> _Brief_
Write every line below out again exactly, images omitted.

⟨

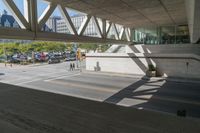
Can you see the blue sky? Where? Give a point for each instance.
(41, 7)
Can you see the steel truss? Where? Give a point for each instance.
(31, 26)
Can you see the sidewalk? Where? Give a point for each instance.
(144, 77)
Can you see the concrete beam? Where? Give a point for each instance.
(193, 16)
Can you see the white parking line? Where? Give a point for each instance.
(65, 76)
(30, 81)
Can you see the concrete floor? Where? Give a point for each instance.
(25, 109)
(156, 95)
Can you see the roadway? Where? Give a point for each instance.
(156, 95)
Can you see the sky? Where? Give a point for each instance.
(41, 7)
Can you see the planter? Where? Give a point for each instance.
(151, 73)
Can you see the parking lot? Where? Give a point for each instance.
(124, 90)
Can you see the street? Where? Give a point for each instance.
(129, 91)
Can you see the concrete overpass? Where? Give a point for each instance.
(130, 14)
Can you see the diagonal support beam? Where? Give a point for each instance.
(116, 33)
(17, 14)
(108, 29)
(97, 27)
(121, 33)
(127, 33)
(68, 20)
(84, 25)
(46, 14)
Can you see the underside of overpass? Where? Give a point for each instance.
(130, 14)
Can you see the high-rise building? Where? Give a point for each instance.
(51, 23)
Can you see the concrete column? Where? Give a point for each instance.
(193, 16)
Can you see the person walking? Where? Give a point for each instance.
(73, 66)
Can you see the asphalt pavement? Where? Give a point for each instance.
(156, 95)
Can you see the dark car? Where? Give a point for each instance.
(53, 60)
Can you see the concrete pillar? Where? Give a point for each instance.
(193, 16)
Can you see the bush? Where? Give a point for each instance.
(151, 67)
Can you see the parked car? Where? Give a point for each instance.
(53, 60)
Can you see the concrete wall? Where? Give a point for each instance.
(193, 16)
(171, 61)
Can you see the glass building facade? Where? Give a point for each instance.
(162, 35)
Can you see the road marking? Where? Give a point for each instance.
(145, 97)
(83, 86)
(61, 77)
(27, 81)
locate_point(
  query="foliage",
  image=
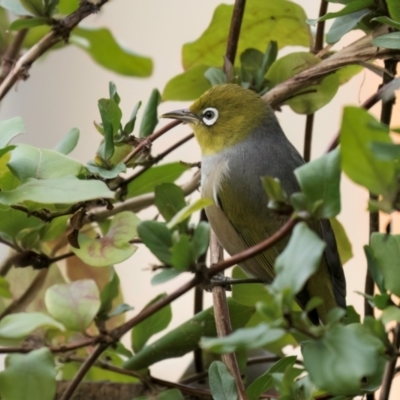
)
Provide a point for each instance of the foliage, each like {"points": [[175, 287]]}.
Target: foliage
{"points": [[53, 207]]}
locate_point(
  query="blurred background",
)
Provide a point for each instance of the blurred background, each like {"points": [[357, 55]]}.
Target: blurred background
{"points": [[64, 87]]}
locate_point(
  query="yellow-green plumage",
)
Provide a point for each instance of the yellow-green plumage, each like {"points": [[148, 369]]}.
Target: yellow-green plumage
{"points": [[241, 141]]}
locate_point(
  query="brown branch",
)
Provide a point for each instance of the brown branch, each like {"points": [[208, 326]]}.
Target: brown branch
{"points": [[359, 51], [64, 348], [59, 33], [197, 279], [222, 317], [383, 94], [82, 371], [122, 371], [234, 33], [12, 53]]}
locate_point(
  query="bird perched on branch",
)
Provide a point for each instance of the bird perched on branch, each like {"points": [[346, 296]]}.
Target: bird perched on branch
{"points": [[241, 141]]}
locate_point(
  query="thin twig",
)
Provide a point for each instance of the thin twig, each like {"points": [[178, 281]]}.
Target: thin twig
{"points": [[383, 94], [308, 137], [318, 45], [222, 317], [12, 53], [386, 116], [104, 365], [361, 50], [390, 368], [198, 306], [59, 33], [234, 32], [197, 279], [158, 158], [319, 36]]}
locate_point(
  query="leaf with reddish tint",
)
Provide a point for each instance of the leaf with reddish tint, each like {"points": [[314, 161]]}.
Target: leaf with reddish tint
{"points": [[74, 304], [112, 248]]}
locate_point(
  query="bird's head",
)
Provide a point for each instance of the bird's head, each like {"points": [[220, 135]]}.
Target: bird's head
{"points": [[223, 116]]}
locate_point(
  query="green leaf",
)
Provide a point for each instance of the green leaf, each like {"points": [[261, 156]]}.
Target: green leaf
{"points": [[386, 151], [387, 21], [19, 24], [107, 173], [9, 129], [75, 304], [12, 222], [15, 7], [154, 176], [110, 291], [189, 85], [386, 253], [130, 125], [169, 199], [344, 360], [353, 6], [265, 382], [201, 239], [394, 9], [299, 260], [317, 96], [58, 191], [243, 339], [215, 76], [171, 394], [358, 130], [343, 244], [389, 41], [188, 211], [173, 345], [150, 120], [222, 383], [68, 142], [20, 325], [114, 247], [289, 29], [320, 180], [29, 376], [111, 116], [103, 48], [4, 288], [155, 323], [164, 276], [182, 256], [157, 237], [31, 162], [374, 270], [112, 89]]}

⟩

> _Written solution_
Can you see the blue sky? Where? Give a point for each instance.
(41, 7)
Can you see the steel truss? Where? Give a point for each instance.
(31, 26)
Can you see the sidewalk? Where? Give a point for each instance.
(144, 77)
Can you see the concrete beam? Where? Give a point for each instance.
(193, 16)
Can you see the white parking line? Where? Give a point for each instance.
(65, 76)
(30, 81)
Can you see the concrete floor? Where? Give a point for each instance.
(25, 109)
(156, 95)
Can you see the roadway? Where? Give a point for each instance.
(156, 95)
Can you see the sky? Where? Give a point for each instance.
(41, 7)
Can you see the planter? Where? Give a point for each instance.
(151, 73)
Can you see the parking lot? Where? Give a point for each instance.
(124, 90)
Can you see the street? Where? Give a point for each instance.
(129, 91)
Can you see the concrete overpass? Where? Give a point for each instance.
(130, 14)
Can you see the diagonal support beam? Where? Give a point for each instance.
(116, 33)
(17, 14)
(108, 29)
(97, 27)
(121, 33)
(127, 33)
(68, 20)
(84, 25)
(46, 14)
Can you see the underside of overpass? Where? Give a point for each instance.
(130, 14)
Can you see the high-rise building? Where? Give a point for each instance.
(51, 23)
Can you see the concrete column? Where? Give a point for each instance.
(193, 16)
Can you see the person walking? Where? Give a point for each instance.
(73, 66)
Can you see the asphalt pavement? Where? Give a point for each instance.
(156, 95)
Can you see the dark car? Where? Give a point for each instance.
(53, 60)
Can you see the concrete pillar? Where? Give a point for each instance.
(193, 16)
Can you see the bush? Where? Give a point for each instance.
(151, 67)
Can you see the parked car? Where? Give a point for each instance.
(53, 60)
Can you see the concrete wall? Where? Give a point for each instance.
(193, 16)
(171, 61)
Can you see the glass building facade? Where? Give a point for each instance.
(162, 35)
Can you see the road marking? Where? Give a point for each instance.
(145, 97)
(83, 86)
(61, 77)
(27, 81)
locate_point(
  query="foliage",
  image=
)
Provide a point for each instance of the foliage, each like {"points": [[175, 287]]}.
Target: foliage
{"points": [[53, 207]]}
locate_point(
  query="blurred background",
)
Provide a point for each instance of the blurred background, each like {"points": [[357, 55]]}.
Target: blurred background
{"points": [[64, 87]]}
locate_point(
  query="yellow-green plumage",
)
Provide a point for each instance of the yellow-green plumage, each like {"points": [[148, 369]]}.
Target: yellow-green plumage
{"points": [[241, 141]]}
locate_point(
  query="brown branch",
)
Provide a point for each instance of the brown branch, each like {"points": [[208, 326]]}.
Target: brown branch
{"points": [[359, 51], [64, 348], [59, 33], [197, 279], [222, 317], [383, 94], [82, 371], [122, 371], [234, 33], [12, 53]]}
locate_point(
  query="bird perched on branch",
)
Provide a point for each instance of the bird perched on branch, each like {"points": [[346, 296]]}.
Target: bird perched on branch
{"points": [[241, 141]]}
locate_point(
  query="thin twig",
)
Provide a point for each instance of the thin twig, each like {"points": [[178, 281]]}.
Target: thin twig
{"points": [[383, 94], [308, 137], [318, 45], [222, 317], [12, 53], [386, 116], [104, 365], [361, 50], [390, 368], [198, 306], [59, 33], [234, 32], [197, 279], [158, 158], [319, 36]]}
locate_point(
  query="leaf with reddish tint",
)
Provide a point for each instance of the leaf with reddish tint, each like {"points": [[314, 161]]}.
Target: leaf with reddish tint
{"points": [[74, 304], [112, 248]]}
locate_point(
  query="bird's head",
)
Provide a point for each instance of the bird's head, each like {"points": [[220, 135]]}.
Target: bird's head
{"points": [[223, 116]]}
locate_point(
  query="green leaf",
)
Provide a point for each instance of the green leaf, each like {"points": [[261, 156]]}.
Target: green leaf
{"points": [[386, 151], [387, 21], [19, 24], [107, 173], [9, 129], [75, 304], [12, 222], [15, 7], [154, 176], [110, 291], [189, 85], [386, 253], [130, 125], [169, 199], [344, 360], [353, 6], [265, 382], [201, 239], [394, 9], [299, 260], [317, 96], [58, 191], [243, 339], [215, 76], [171, 394], [358, 130], [343, 244], [389, 41], [188, 211], [173, 345], [150, 120], [222, 383], [68, 142], [20, 325], [114, 247], [289, 29], [320, 180], [29, 376], [111, 116], [103, 48], [4, 288], [155, 323], [164, 276], [182, 256], [157, 237], [31, 162], [374, 270], [112, 89]]}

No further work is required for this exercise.